[Written request]: Gather every line below that contains the word "door" and copy each one in full.

[Records]:
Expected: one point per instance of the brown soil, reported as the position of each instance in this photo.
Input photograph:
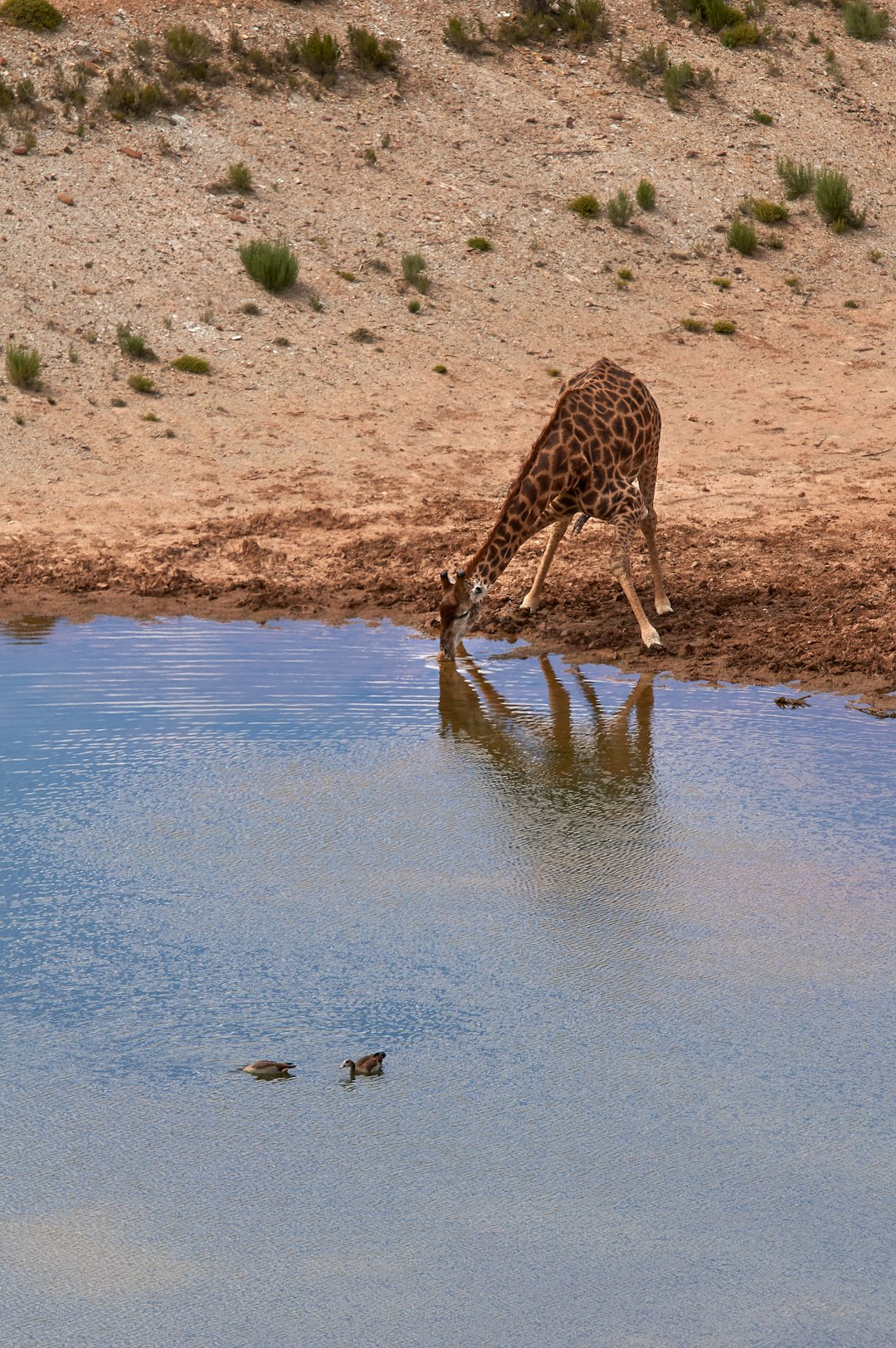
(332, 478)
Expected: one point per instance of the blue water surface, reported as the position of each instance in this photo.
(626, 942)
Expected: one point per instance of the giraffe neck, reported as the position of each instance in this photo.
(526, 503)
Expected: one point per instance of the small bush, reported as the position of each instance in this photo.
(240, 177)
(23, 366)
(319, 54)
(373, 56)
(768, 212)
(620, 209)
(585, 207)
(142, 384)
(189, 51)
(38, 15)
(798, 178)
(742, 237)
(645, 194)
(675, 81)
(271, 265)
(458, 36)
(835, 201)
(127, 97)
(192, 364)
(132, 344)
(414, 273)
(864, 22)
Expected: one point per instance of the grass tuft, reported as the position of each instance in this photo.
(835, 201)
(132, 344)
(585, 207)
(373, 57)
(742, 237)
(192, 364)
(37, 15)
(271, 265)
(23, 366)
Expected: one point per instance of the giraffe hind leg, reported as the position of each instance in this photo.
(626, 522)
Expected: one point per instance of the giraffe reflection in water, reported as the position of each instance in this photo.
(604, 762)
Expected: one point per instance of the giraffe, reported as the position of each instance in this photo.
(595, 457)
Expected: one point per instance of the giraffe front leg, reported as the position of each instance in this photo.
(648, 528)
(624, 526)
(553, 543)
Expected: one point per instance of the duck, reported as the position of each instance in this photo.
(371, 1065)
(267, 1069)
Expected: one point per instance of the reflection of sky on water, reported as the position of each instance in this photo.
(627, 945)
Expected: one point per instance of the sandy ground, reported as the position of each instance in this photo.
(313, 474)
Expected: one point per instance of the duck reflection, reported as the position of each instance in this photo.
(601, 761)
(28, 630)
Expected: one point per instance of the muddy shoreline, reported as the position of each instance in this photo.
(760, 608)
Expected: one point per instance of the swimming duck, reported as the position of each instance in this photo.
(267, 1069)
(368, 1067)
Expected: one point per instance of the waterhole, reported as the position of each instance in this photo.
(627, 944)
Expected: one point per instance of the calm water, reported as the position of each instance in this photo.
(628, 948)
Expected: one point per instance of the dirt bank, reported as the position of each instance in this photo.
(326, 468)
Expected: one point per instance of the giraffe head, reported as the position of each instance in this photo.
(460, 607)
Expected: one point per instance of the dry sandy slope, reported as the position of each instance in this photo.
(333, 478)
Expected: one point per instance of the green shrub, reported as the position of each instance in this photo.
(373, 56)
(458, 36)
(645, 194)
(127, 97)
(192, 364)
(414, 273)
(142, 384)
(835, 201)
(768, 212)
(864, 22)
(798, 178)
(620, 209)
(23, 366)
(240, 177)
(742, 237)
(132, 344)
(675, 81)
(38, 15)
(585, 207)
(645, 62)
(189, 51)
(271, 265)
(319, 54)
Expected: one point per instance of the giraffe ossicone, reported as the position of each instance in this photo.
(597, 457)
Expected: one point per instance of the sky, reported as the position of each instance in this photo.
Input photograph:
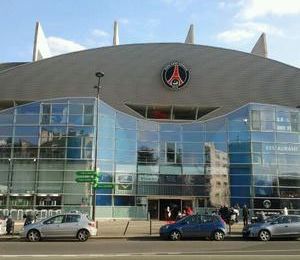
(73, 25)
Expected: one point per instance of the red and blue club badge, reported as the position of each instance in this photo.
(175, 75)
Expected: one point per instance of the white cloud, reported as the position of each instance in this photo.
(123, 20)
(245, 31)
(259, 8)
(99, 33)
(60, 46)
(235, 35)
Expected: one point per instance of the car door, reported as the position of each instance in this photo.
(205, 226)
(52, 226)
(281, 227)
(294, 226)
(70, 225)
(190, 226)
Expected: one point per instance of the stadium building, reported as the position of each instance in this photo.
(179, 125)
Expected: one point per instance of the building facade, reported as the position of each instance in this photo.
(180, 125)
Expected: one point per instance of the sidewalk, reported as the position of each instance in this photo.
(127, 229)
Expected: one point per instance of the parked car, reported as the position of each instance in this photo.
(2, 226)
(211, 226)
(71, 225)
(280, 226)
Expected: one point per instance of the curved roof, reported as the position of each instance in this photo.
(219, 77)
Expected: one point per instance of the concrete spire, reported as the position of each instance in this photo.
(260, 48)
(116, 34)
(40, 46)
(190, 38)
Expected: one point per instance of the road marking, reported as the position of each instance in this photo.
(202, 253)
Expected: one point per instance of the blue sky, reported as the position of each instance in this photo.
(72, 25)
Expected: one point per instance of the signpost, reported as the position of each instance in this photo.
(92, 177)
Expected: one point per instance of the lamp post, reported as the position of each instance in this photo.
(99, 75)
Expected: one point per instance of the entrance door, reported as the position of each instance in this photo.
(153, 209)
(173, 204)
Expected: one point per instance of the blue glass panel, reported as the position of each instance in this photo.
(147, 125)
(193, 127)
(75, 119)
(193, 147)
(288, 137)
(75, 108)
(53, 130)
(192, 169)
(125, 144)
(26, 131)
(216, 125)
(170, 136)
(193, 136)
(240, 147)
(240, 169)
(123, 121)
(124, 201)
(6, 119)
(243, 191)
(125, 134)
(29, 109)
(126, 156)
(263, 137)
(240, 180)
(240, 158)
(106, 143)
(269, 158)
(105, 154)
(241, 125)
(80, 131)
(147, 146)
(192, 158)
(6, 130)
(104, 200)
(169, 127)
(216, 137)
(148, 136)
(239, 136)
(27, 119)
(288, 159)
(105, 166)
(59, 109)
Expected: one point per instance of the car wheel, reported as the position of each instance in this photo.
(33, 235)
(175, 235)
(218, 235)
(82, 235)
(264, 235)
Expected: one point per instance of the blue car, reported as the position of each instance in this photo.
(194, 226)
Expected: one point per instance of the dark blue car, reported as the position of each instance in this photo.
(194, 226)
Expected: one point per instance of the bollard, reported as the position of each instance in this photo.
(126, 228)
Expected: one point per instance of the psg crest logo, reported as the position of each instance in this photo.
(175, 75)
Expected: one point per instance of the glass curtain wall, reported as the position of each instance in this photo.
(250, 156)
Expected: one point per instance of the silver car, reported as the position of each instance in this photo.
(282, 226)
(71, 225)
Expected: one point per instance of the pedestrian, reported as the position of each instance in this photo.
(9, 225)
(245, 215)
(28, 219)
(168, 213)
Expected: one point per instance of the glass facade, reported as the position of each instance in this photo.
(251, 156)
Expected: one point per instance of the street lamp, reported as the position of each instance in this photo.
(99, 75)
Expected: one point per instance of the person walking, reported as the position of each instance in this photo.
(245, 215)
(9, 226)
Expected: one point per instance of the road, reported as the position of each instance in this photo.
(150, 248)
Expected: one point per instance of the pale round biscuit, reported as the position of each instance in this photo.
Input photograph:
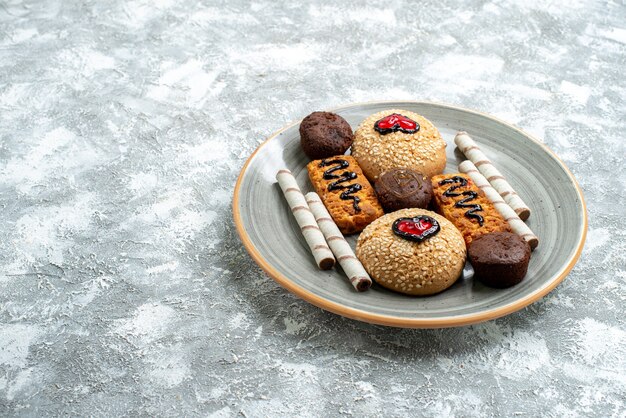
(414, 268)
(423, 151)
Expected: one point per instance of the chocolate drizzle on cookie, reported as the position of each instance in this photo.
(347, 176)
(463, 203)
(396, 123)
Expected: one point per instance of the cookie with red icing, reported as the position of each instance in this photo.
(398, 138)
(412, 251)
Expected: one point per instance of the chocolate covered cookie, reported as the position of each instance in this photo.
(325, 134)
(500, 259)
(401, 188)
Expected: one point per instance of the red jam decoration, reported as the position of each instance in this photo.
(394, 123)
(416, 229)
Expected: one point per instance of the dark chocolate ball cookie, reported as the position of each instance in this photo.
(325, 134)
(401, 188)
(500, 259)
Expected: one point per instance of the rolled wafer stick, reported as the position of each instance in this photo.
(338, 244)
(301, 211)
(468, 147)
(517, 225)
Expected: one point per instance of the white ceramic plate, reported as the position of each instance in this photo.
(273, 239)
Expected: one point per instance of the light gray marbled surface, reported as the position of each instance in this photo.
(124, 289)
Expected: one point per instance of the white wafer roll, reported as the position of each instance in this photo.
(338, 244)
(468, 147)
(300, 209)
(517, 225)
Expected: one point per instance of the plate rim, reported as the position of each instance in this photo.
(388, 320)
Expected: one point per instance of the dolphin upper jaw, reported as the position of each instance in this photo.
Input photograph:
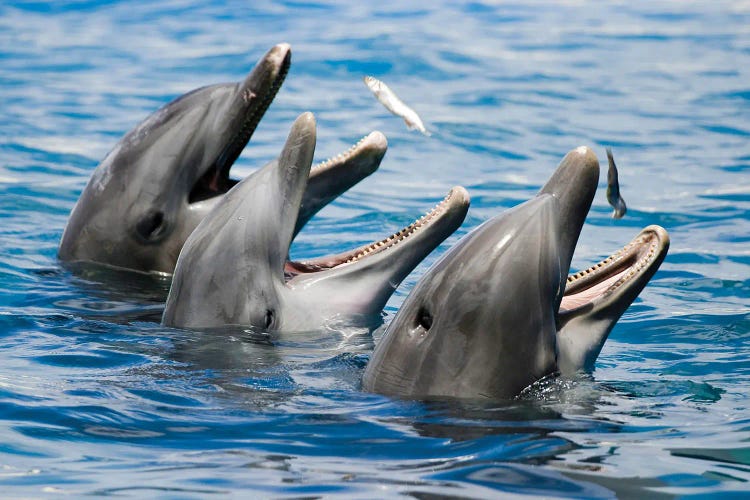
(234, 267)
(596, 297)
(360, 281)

--

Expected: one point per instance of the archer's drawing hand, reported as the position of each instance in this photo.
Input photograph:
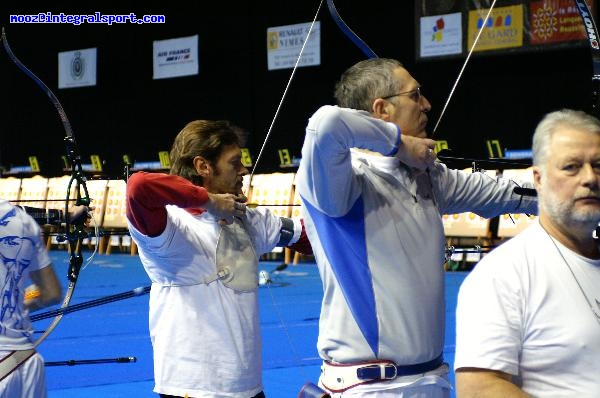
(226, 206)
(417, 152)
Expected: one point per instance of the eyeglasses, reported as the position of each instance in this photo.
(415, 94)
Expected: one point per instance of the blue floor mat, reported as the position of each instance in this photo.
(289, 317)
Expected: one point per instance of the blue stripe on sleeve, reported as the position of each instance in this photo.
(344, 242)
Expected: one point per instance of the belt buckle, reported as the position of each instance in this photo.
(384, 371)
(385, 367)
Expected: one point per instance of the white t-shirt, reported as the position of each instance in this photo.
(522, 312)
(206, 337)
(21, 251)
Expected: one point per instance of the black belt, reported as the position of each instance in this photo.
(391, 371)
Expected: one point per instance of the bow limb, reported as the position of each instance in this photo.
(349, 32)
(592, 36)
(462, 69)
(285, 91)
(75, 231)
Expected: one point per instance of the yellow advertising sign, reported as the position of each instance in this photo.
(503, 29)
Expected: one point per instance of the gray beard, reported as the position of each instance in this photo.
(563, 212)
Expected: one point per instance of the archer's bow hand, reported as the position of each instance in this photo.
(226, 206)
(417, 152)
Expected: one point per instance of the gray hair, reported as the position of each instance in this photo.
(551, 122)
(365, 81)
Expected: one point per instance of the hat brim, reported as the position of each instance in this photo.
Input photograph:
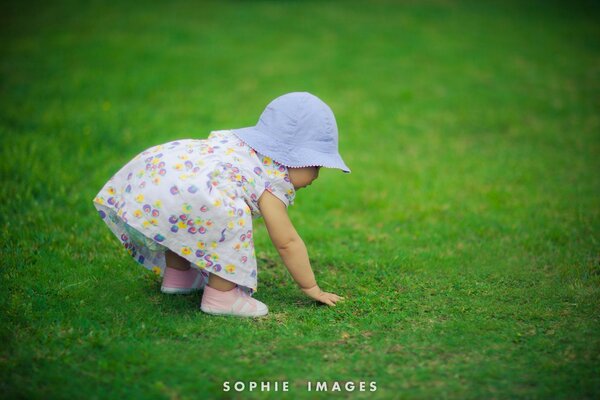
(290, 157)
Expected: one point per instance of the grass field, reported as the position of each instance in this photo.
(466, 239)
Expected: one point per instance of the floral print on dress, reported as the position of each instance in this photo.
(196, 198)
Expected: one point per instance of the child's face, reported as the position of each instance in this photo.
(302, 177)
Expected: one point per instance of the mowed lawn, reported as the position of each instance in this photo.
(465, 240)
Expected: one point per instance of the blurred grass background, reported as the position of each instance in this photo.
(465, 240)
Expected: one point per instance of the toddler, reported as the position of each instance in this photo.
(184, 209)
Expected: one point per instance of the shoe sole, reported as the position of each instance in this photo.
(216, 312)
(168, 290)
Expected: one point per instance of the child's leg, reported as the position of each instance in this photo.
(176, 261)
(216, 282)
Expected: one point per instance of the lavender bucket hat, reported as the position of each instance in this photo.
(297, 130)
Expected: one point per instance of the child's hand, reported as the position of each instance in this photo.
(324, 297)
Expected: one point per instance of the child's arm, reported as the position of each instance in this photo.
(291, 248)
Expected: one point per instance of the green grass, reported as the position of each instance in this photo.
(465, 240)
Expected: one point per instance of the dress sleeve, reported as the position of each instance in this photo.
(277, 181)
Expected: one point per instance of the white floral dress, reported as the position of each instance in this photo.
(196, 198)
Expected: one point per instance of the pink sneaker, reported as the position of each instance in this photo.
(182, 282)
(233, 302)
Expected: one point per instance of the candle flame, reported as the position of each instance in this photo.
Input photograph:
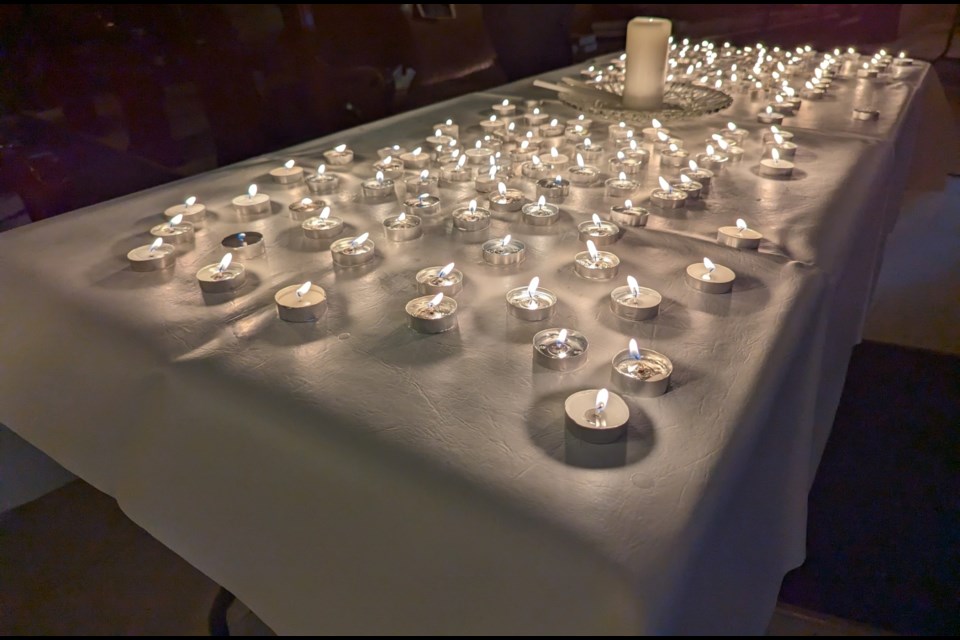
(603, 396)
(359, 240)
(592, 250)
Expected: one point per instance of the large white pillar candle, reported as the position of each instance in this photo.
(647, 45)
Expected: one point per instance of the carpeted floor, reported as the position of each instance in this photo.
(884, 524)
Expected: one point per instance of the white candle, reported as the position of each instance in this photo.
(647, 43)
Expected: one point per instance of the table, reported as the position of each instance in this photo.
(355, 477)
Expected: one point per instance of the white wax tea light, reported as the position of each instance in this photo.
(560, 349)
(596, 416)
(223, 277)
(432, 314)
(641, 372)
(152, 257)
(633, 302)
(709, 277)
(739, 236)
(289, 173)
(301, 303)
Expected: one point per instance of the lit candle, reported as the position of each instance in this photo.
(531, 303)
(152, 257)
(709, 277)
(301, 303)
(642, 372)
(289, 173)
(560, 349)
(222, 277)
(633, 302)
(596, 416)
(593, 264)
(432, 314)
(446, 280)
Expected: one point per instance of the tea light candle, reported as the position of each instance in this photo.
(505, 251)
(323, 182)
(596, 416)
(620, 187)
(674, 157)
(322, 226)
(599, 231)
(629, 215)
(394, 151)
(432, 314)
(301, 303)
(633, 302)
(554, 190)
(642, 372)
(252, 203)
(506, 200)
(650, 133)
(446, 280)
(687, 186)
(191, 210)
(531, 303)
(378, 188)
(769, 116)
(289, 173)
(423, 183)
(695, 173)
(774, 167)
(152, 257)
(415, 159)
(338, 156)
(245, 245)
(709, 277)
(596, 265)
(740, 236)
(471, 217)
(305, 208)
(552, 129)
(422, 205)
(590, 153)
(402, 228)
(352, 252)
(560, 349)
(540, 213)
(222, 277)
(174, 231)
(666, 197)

[Written solution]:
Expected: one point per instance of the car door, reported as the position of each instance in this photo.
Expected: one point per instance of the entrance door, reported as the position of each instance in this photo.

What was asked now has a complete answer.